• **Instructions to follow**
Your answer should be the full set of entries, given again without alteration.

• **Source material**
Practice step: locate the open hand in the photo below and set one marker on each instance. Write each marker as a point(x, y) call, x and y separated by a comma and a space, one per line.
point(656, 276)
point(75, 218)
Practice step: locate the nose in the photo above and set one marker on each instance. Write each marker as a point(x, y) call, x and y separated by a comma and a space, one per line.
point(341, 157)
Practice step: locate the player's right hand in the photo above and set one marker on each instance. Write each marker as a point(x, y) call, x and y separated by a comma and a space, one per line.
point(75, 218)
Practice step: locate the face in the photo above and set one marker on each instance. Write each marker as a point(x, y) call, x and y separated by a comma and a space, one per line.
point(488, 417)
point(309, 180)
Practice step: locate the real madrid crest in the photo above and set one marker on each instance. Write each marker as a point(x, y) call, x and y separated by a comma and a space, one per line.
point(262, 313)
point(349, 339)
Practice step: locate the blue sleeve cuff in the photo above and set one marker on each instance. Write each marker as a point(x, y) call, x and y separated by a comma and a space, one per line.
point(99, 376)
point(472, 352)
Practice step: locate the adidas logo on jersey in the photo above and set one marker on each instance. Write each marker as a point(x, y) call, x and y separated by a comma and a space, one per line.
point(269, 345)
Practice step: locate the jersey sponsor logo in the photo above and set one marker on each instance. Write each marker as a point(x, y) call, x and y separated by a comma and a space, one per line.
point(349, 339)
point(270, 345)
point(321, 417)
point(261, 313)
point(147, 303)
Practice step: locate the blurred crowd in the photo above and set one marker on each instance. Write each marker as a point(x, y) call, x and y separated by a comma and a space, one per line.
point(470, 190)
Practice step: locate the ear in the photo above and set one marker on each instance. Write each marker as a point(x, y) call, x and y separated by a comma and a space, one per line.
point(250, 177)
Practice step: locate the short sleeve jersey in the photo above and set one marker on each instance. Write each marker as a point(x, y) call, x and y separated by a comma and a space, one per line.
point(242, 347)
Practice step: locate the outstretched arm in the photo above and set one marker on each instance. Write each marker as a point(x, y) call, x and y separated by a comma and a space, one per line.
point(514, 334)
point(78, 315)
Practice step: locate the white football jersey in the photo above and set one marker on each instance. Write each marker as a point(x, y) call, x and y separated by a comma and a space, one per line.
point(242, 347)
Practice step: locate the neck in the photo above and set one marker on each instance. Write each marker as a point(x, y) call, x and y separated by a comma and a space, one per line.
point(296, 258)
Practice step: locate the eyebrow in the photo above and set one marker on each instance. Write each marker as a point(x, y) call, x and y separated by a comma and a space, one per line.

• **Response area**
Practice step: locate the open hand in the photo below and set one marker on each instance. Write each marker as a point(x, y) call, x and y separated by a comma and a space, one per line.
point(656, 276)
point(75, 218)
Practice step: locate the nose in the photo above and set one marker on each instance. Write each marker as a point(x, y) call, x and y separated by a comma and a space, one per line.
point(341, 157)
Practice step: locate the player's right hand in the photo above and set one marker on each instance. Write each marker as a point(x, y) call, x and y separated by a comma and a space, one per line.
point(75, 218)
Practice step: locate the face in the photo above and set one marker on each instance. Write each marker as a point(x, y) call, x and y separated by a comma and a space, one per line.
point(488, 417)
point(309, 180)
Practice step: locate the real madrid crest in the photo above and set one marker on each instance. Write each marker as a point(x, y) call, x and y separated by a comma and a space, one per line.
point(262, 313)
point(349, 339)
Practice step: locate the blue sleeve cuff in the photo above and set one marker on each instance. Write each marker as a point(x, y) call, x and y separated by a comma and a space, one per line.
point(99, 376)
point(472, 352)
Practice step: locate the adidas logo on jersey in the photo above and set one marker on each instance. Write each marker as a point(x, y) call, x and y separated by a comma and a space, one per line.
point(269, 345)
Practice step: locate the jersey sponsor logo in the photo above and set one marker on each instance. Write each marker as a point(x, y) call, x and y separated by a comma and a space, one per line.
point(349, 339)
point(270, 345)
point(321, 417)
point(261, 313)
point(147, 303)
Practice step: locate the blurred crowd in the photo above and set one marker on each instance. Write each marker as a point(x, y) call, x and y separated by a comma and a space, one per line.
point(470, 190)
Practice step: locate the ear in the photo above and set one marker on each instance. Write each marker as a point(x, y) call, x and y separated by a comma and a space, one per line.
point(250, 177)
Practice step: locate the short sleeve jersey in the photo above and set one marker on each instance. Write each marker as a point(x, y) call, x and y separated by a comma and a space, one per line.
point(242, 347)
Practice step: locate the outstretched arm in the photo above and set one marker on each instance. Write each marker as a point(x, y) call, x and y separated by a comma and a space, one per line.
point(514, 334)
point(78, 315)
Practice step: locate the white football jersey in the photo above and set one marker on each instance. Write each marker as a point(x, y) call, x and y separated by a comma and a space, one per line.
point(242, 347)
Practice step: locate the neck in the photo above and set one marker on each instance. Write each marker as a point(x, y) call, x and y separated by a comma and a space, one per line.
point(296, 258)
Practice step: locate the eyebrow in the photo above and set one marker on each instance. Write each marker as a point(x, y) call, x and y separated by a comma and a space, one per line.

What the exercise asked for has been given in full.